ИСХОДНЫЙ ТЕКСТ —
--

А именно, отчет тюремного управления за 1907 г. показывает, что общее число арестантов увеличилось сравнительно с предыдущими на 27,7 % и вместе с тем количество заболевших сыпным и возвратным тифом с 0,5°/Оо в 1906 г. дошло до 2,4°/0о в 1907 г. Особенного развития сыпной тиф достиг в Луганской тюрьме (Екатеринославская губ.), а также в Курской, Щигровской, Новооскольской и Фатежской (Курской губ.). Эти данные предрешают так сказать дальнейший ход эпидемии: из этих тюрем заболевания распространяются в окружающем населении, а с другой стороны, следуя из одной тюрьмы в другую, захватывают все большее количество тюрем. Тюремный тиф уже весной 1908 г. захватил 36 губерний Европейской России и Сибири и принял настолько угрожающий характер, что по отношению к нему было созвано особое совещание под председательством главного врачебного инспектора для выработки мер к его прекращению. Правда, в нынешнем году началось сокращение числа заболеваний по тюрьмам: с 3 тыс. весной 1909 г. оно упало до 2 тыс. в мае, 1652 в начале июня, 890 в начале июля и 386 в начале августа. Это падение, однако, не знаменовало собой прекращения эпидемии, а только выражало обычный ход заболеваемости сыпным тифом в России по месяцам; в апреле всегда бывает максимум заболеваний, а в августе – минимум их. Так, например, по данным 1907 г., если считать среднее в месяц за сто, то
Действительно, сыпной тиф снова начал расти. Так, на днях заседания уголовного суда в Варшаве приостановлены на месяц вследствие эпидемического развития сыпного тифа в местных тюрьмах. В остальном же население России в конце 1908 г. и начале 1909 г. дало громадное количество заболеваний[113].
Поэтому вопрос о причинах распространения сыпного тифа и о средствах борьбы с ним не утратил еще своего жгучего интереса и государственного значения. Для нас, врачей, он важен еще и потому, что нет другой болезни, которая уносила бы столько жертв из среды медицинского персонала, как сыпной тиф. Так, по хронике Пироговского сборника, составленной по газетным сведениям, с весны 1908 г. по апрель 1909 г. погибло не менее 138 человек врачей и низшего медицинского персонала.
В нижеследующем я излагаю результаты своих исследований эпидемиологии и профилактики сыпного тифа.

--

Фрагменты из набора данных:
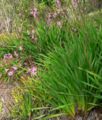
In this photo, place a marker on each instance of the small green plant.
(70, 73)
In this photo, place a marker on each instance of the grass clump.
(71, 74)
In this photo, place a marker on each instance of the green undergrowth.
(70, 73)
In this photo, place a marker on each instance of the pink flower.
(32, 71)
(20, 48)
(0, 75)
(14, 68)
(16, 54)
(8, 56)
(49, 18)
(10, 73)
(34, 13)
(59, 23)
(75, 3)
(58, 3)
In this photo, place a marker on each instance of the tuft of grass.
(71, 75)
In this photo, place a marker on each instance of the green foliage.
(71, 75)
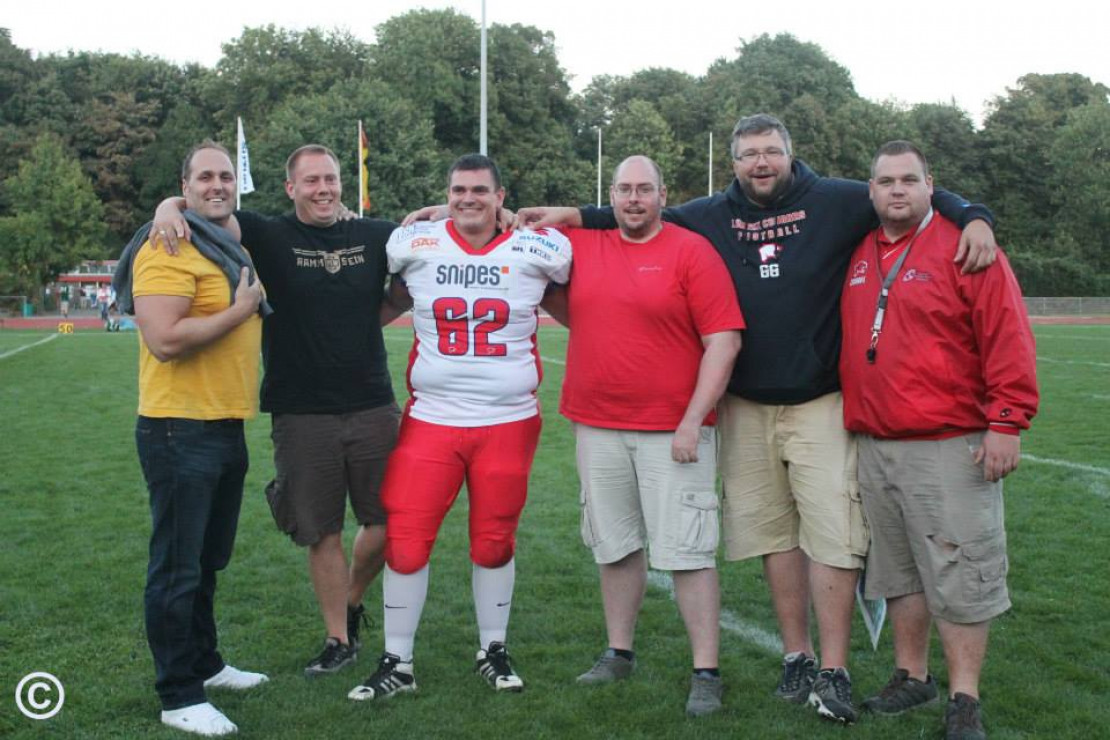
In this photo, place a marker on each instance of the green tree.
(56, 218)
(947, 137)
(639, 129)
(114, 131)
(264, 67)
(405, 166)
(676, 97)
(1080, 156)
(1013, 147)
(532, 119)
(433, 57)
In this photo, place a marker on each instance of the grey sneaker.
(831, 695)
(333, 658)
(495, 667)
(356, 617)
(609, 667)
(705, 696)
(964, 719)
(799, 671)
(901, 693)
(392, 677)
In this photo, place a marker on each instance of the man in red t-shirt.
(654, 332)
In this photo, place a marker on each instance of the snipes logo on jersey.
(491, 276)
(331, 261)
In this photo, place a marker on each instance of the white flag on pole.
(245, 183)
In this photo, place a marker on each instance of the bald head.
(643, 161)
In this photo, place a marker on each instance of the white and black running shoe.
(496, 668)
(392, 677)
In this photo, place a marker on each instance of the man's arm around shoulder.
(716, 367)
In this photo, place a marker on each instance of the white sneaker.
(201, 719)
(232, 678)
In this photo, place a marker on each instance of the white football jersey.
(474, 360)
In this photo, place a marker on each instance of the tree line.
(92, 141)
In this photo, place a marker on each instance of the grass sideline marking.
(28, 346)
(1041, 358)
(728, 621)
(1072, 336)
(1067, 464)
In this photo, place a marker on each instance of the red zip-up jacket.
(956, 353)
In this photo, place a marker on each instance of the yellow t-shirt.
(219, 381)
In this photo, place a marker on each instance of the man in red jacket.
(939, 378)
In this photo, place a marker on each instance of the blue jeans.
(194, 473)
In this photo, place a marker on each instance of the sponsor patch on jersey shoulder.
(419, 243)
(916, 275)
(540, 239)
(858, 273)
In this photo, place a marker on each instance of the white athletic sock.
(232, 678)
(404, 596)
(493, 598)
(202, 719)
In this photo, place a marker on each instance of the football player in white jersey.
(473, 416)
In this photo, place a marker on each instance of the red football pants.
(425, 474)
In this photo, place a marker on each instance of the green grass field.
(72, 555)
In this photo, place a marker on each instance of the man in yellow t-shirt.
(198, 381)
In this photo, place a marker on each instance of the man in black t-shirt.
(326, 384)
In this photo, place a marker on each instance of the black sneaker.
(831, 695)
(334, 657)
(901, 693)
(494, 666)
(799, 671)
(964, 719)
(356, 617)
(392, 677)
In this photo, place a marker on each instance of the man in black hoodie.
(788, 467)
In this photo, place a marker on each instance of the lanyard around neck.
(880, 311)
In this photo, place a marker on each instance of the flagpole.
(239, 158)
(598, 166)
(710, 163)
(483, 135)
(362, 166)
(243, 181)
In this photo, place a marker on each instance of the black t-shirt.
(322, 348)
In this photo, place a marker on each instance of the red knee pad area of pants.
(426, 472)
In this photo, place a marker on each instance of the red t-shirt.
(637, 315)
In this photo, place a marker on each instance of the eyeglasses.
(624, 190)
(750, 156)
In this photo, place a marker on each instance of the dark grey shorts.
(321, 459)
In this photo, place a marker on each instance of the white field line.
(407, 338)
(28, 346)
(1041, 358)
(1072, 336)
(1067, 464)
(728, 621)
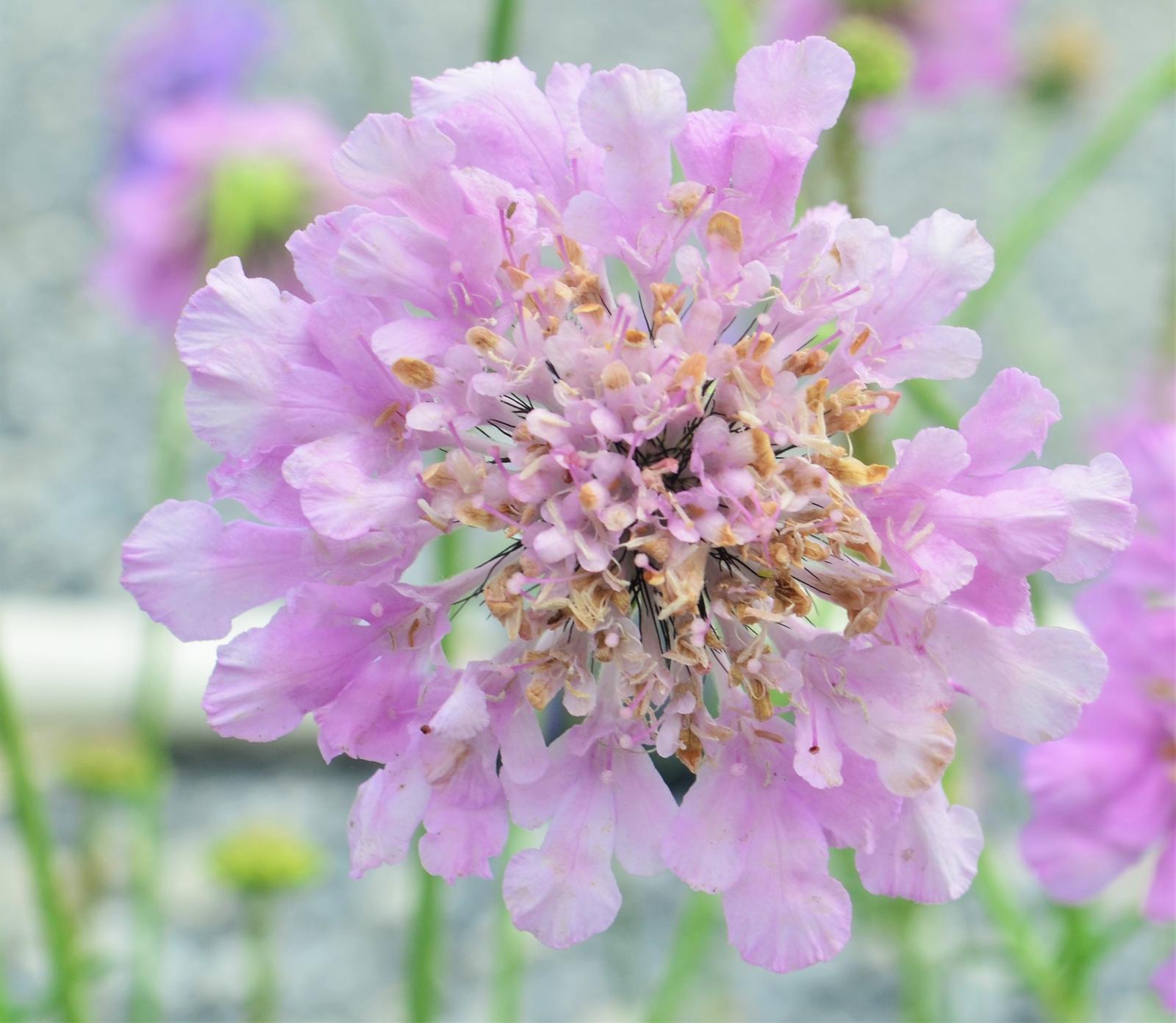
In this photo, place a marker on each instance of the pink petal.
(388, 808)
(1009, 420)
(1033, 686)
(929, 856)
(634, 115)
(801, 86)
(194, 573)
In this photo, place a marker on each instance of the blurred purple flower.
(162, 215)
(182, 51)
(642, 390)
(1105, 797)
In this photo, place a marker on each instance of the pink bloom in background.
(196, 159)
(158, 213)
(1105, 797)
(956, 44)
(640, 395)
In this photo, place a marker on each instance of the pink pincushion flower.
(667, 470)
(159, 212)
(956, 44)
(1107, 795)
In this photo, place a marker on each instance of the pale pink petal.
(1009, 420)
(645, 809)
(564, 891)
(1102, 517)
(194, 573)
(931, 854)
(801, 86)
(1033, 686)
(387, 811)
(634, 115)
(786, 913)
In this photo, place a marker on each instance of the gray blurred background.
(76, 414)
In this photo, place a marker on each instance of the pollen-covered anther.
(415, 373)
(485, 341)
(727, 229)
(617, 376)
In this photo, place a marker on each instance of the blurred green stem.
(846, 151)
(1040, 215)
(500, 43)
(506, 999)
(920, 995)
(262, 999)
(1062, 999)
(734, 35)
(697, 928)
(425, 950)
(57, 923)
(150, 715)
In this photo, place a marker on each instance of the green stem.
(506, 997)
(846, 151)
(423, 958)
(262, 999)
(697, 929)
(57, 923)
(1033, 960)
(500, 43)
(734, 35)
(150, 717)
(920, 997)
(1047, 209)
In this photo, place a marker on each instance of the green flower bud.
(881, 57)
(1064, 62)
(266, 858)
(879, 9)
(109, 767)
(254, 203)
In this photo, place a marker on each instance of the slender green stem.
(262, 999)
(506, 997)
(500, 41)
(1040, 215)
(150, 715)
(57, 922)
(1033, 958)
(734, 35)
(423, 960)
(920, 994)
(846, 150)
(697, 929)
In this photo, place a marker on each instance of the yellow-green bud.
(254, 201)
(879, 9)
(881, 57)
(1064, 62)
(266, 858)
(109, 767)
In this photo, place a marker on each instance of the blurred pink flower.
(158, 213)
(646, 391)
(1105, 797)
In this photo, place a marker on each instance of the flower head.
(1107, 795)
(642, 394)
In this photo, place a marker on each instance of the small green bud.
(266, 858)
(254, 203)
(881, 57)
(879, 9)
(109, 767)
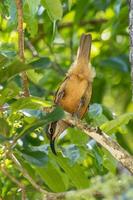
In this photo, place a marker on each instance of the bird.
(74, 93)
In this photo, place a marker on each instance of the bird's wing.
(60, 93)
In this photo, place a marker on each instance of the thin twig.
(131, 40)
(21, 45)
(31, 48)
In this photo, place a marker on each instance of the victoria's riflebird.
(75, 91)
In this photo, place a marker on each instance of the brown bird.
(75, 91)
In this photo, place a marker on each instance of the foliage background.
(52, 30)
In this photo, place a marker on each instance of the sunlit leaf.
(54, 9)
(113, 125)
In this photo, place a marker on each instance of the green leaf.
(53, 116)
(11, 67)
(30, 10)
(74, 172)
(54, 9)
(113, 125)
(116, 63)
(53, 177)
(37, 158)
(70, 4)
(33, 6)
(29, 103)
(95, 115)
(4, 127)
(11, 5)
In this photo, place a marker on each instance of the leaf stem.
(19, 6)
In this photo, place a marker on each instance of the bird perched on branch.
(75, 91)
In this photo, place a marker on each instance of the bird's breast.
(74, 91)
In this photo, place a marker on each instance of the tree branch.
(21, 45)
(131, 40)
(83, 23)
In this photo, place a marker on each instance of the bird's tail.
(84, 48)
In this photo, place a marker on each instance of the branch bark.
(19, 6)
(83, 23)
(131, 40)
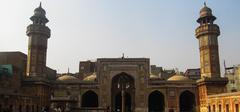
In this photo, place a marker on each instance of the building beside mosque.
(113, 84)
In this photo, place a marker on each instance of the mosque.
(112, 84)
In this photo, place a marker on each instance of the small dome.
(91, 77)
(178, 77)
(39, 11)
(205, 11)
(67, 78)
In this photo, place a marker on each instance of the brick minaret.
(38, 34)
(211, 81)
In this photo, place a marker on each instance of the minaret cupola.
(39, 16)
(206, 16)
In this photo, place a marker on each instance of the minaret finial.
(123, 56)
(205, 4)
(40, 5)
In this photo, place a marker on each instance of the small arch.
(156, 102)
(187, 102)
(90, 99)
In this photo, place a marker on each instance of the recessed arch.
(156, 102)
(123, 82)
(90, 99)
(187, 102)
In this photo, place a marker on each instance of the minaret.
(207, 34)
(38, 34)
(211, 81)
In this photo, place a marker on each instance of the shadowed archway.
(187, 102)
(156, 102)
(89, 99)
(123, 84)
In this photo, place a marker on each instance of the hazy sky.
(162, 30)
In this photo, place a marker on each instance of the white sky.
(88, 29)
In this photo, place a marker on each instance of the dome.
(39, 11)
(67, 78)
(205, 11)
(91, 77)
(178, 77)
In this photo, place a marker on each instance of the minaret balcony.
(207, 29)
(38, 29)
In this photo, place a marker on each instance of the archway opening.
(123, 83)
(187, 102)
(118, 102)
(156, 102)
(89, 99)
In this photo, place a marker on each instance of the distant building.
(193, 74)
(233, 75)
(159, 72)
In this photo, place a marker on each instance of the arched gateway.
(123, 93)
(187, 102)
(156, 102)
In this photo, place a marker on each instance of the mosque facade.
(112, 84)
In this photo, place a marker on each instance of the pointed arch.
(187, 102)
(156, 102)
(90, 99)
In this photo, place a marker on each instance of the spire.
(123, 56)
(205, 5)
(40, 5)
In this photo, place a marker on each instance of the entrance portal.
(156, 102)
(123, 88)
(187, 102)
(118, 102)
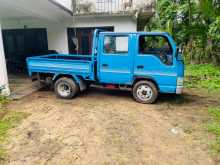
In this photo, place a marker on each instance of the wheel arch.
(78, 79)
(141, 78)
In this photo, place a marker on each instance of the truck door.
(155, 59)
(115, 58)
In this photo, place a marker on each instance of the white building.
(31, 27)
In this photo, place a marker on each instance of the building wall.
(66, 3)
(57, 31)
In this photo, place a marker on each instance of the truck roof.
(146, 33)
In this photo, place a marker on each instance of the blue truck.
(147, 63)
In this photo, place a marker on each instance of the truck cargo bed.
(61, 64)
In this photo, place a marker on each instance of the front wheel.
(145, 92)
(66, 88)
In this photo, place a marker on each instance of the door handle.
(140, 67)
(105, 65)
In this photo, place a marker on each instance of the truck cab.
(148, 63)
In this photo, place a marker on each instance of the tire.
(145, 92)
(66, 88)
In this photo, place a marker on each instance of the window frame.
(152, 35)
(115, 36)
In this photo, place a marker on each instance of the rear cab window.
(156, 45)
(114, 44)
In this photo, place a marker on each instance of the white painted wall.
(57, 32)
(3, 71)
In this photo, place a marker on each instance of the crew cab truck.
(148, 63)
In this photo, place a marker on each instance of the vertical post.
(4, 87)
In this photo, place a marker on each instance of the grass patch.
(214, 127)
(206, 76)
(8, 120)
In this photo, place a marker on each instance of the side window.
(158, 46)
(116, 44)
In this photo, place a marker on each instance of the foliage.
(195, 25)
(8, 120)
(214, 127)
(204, 76)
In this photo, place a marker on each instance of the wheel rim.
(144, 92)
(64, 89)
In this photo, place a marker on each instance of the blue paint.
(115, 68)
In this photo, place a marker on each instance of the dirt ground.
(103, 127)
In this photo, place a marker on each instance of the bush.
(205, 76)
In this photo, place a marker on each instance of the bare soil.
(103, 127)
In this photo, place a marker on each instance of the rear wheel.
(145, 92)
(66, 88)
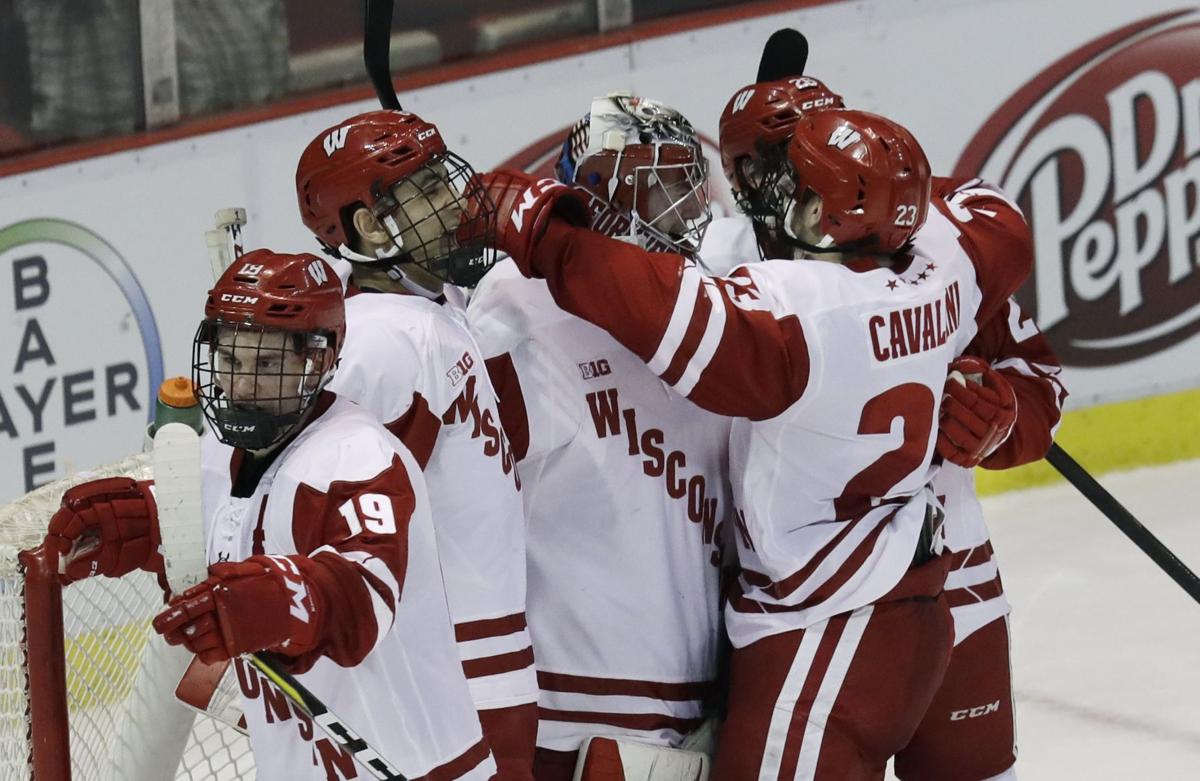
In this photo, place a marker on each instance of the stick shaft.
(337, 731)
(1123, 520)
(377, 50)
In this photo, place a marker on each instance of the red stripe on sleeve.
(514, 418)
(381, 508)
(761, 364)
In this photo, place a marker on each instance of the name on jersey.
(486, 424)
(334, 760)
(658, 461)
(909, 331)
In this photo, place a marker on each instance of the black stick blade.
(377, 50)
(784, 56)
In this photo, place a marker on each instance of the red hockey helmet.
(274, 325)
(360, 162)
(871, 175)
(760, 116)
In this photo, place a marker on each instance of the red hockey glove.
(262, 604)
(106, 527)
(523, 209)
(977, 413)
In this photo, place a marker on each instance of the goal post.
(87, 689)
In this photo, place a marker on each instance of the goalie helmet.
(397, 166)
(870, 173)
(643, 172)
(274, 325)
(755, 126)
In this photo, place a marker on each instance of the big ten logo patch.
(276, 708)
(82, 354)
(485, 424)
(1102, 152)
(659, 461)
(460, 370)
(597, 368)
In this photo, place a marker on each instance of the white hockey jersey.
(347, 492)
(835, 373)
(625, 493)
(415, 366)
(1014, 346)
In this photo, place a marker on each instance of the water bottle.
(177, 403)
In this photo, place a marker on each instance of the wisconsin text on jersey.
(659, 461)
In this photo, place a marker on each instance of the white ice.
(1105, 647)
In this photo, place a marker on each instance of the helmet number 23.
(906, 215)
(373, 509)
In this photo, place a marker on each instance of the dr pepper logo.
(1102, 150)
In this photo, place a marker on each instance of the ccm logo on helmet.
(335, 140)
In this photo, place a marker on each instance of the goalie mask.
(397, 166)
(273, 328)
(643, 172)
(870, 174)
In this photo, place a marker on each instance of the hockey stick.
(225, 240)
(784, 56)
(377, 50)
(1123, 520)
(325, 719)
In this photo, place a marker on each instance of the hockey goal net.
(85, 685)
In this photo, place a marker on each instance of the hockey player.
(319, 540)
(624, 485)
(835, 372)
(1003, 407)
(382, 192)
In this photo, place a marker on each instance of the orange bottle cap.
(178, 391)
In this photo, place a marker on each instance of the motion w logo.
(742, 100)
(335, 140)
(844, 136)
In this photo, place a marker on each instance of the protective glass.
(256, 384)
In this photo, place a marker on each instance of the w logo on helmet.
(844, 136)
(742, 100)
(335, 140)
(317, 271)
(529, 198)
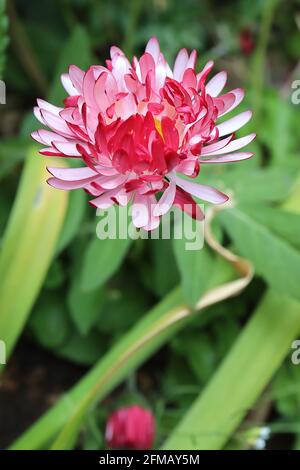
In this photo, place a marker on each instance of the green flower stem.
(28, 246)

--

ЗАДАНИЯ ДЛЯ ВЫПОЛНЕНИЯ —
a. Сколько врачей и низшего медицинского персонала погибло с весны 1908 г. по апрель 1909 г., согласно тексту о сыпном тифе?
b. Напишите продолжение текста о сыпном тифе, начиная сразу после его последнего предложения.

ОЖИДАЕМЫЕ ОТВЕТЫ —
a. Не менее 138 человек.

b.
Этиология этой болезни еще не вполне выяснена. Многие исследователи – и я в числе их – находили образования, имеющие большое сходство с бабезиями (пироплазма). Однако внутри нормальных красных шариков имеются хромидии, трудно отличимые от предыдущих образований. Поэтому весь вопрос нуждается в дальнейшей разработке и выяснении.
Эпидемиология же сыпного тифа, напротив, совершенно ясна и не оставляет сомнения в том, что он распространяется платяными вшами. Этот вывод я сделал на основании эпидемиологических данных еще в прошлом году, недавно же он нашел себе экспериментальное подтверждение в замечательных опытах Nicol. Я основывался при этом на следующих фактах.
Сыпной тиф чрезвычайно заразителен и не уступает в этом отношении никакой другой инфекции. Но он заразителен только в той обстановке нужды и лишений, где он появился. В нуждающейся семье случай тифа редко остается единичным. Зараженные квартиры бедняков, харчевни, ночлежные приюты упорно сохраняют в себе его заразу. Персонал, ухаживающий за больными в той обстановке, где происходят заболевания, падает в громадной пропорции жертвой тифа.
В Ирландии, например, с 1818 г. по 1843 г. 10 % врачей погибло от сыпного тифа. На 335 всех смертных случаев среди врачей с 1843 по 1848 г. 199 произошло от тифа. Во время русско-турецкой войны 1877–1878 гг. переболел сыпным тифом почти весь медицинский персонал (в одном из госпиталей в Яссах – 7 врачей из 8, все сестры милосердия, 79 % служителей; в другом – 60 % врачей, 100 % сестер милосердия, 80 % прислуги и т. д.).